Quote the material below verbatim, starting at the line that contains "mountain range, which" and ending at the line that contains "pixel 423 201", with both of those lines included.

** Begin Data to process **

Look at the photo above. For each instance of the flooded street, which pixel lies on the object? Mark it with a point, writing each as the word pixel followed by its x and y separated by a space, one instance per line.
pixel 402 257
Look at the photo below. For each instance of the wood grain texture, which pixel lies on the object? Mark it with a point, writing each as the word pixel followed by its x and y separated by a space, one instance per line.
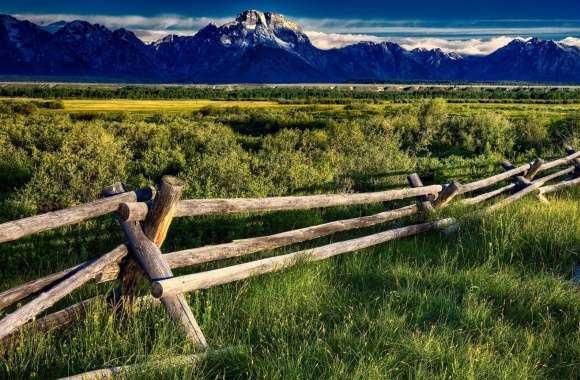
pixel 449 192
pixel 132 370
pixel 224 251
pixel 149 256
pixel 531 188
pixel 162 210
pixel 46 299
pixel 23 227
pixel 196 207
pixel 11 296
pixel 51 321
pixel 483 197
pixel 424 203
pixel 487 182
pixel 226 275
pixel 559 186
pixel 534 168
pixel 560 162
pixel 238 248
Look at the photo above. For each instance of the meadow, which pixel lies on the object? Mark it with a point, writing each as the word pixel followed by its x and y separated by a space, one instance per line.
pixel 495 300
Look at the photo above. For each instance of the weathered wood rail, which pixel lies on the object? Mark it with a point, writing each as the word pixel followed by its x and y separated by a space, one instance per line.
pixel 145 216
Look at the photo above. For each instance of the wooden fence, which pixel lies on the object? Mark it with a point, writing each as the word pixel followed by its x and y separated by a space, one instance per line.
pixel 146 214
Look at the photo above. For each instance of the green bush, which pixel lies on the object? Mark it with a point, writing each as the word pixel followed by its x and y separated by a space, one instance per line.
pixel 420 125
pixel 531 133
pixel 88 159
pixel 484 133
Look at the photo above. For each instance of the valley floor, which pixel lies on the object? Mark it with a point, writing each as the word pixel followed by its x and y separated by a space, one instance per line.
pixel 496 300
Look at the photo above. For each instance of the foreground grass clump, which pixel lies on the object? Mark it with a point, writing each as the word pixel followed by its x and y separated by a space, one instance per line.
pixel 494 301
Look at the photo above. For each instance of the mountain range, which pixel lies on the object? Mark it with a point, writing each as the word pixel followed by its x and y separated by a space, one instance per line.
pixel 261 48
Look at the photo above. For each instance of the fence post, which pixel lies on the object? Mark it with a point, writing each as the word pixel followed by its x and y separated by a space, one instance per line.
pixel 447 194
pixel 534 168
pixel 576 161
pixel 151 260
pixel 423 201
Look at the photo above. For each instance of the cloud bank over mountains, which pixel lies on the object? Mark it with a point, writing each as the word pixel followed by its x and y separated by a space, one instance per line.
pixel 455 36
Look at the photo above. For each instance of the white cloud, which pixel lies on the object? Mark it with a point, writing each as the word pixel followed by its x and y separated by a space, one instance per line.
pixel 336 40
pixel 147 28
pixel 463 47
pixel 468 38
pixel 466 47
pixel 572 41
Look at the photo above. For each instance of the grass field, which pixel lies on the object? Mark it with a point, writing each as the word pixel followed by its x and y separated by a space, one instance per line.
pixel 180 105
pixel 494 301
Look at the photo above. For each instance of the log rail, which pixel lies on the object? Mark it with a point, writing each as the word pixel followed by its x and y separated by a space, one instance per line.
pixel 145 216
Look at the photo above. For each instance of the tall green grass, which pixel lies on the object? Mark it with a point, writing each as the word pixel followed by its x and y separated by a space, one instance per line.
pixel 493 301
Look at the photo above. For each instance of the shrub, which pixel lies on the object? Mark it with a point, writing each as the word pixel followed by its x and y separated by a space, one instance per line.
pixel 566 131
pixel 532 133
pixel 485 133
pixel 420 125
pixel 88 159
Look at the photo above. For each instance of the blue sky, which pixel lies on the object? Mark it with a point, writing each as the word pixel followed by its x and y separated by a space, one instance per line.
pixel 476 27
pixel 410 9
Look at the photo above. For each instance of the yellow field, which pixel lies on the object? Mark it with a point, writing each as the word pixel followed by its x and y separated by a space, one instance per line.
pixel 187 105
pixel 128 105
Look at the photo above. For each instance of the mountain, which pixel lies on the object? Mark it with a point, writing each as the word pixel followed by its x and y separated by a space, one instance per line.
pixel 261 47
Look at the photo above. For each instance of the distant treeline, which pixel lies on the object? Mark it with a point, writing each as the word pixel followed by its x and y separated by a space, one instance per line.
pixel 303 95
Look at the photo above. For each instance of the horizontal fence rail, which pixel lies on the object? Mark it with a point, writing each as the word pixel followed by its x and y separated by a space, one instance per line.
pixel 145 216
pixel 215 277
pixel 196 207
pixel 15 230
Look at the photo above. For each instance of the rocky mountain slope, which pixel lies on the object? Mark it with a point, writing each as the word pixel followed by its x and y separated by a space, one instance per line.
pixel 261 48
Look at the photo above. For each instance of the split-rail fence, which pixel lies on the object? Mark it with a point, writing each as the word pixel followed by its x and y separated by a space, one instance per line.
pixel 146 214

** End Data to process **

■ Correct answer ■
Look at the photo above. For each instance of the mountain range, which pixel lies on the object? Mark it with a point, writing each as the word pixel followed by its x and y separated by a space, one instance per line.
pixel 261 48
Look at the photo above. For each instance of the fence post, which pixel lies on the object? Mark it with a point, writing each as the word pixel followed by its x and y separated by a space, one instance per line.
pixel 447 194
pixel 534 168
pixel 576 161
pixel 151 260
pixel 423 201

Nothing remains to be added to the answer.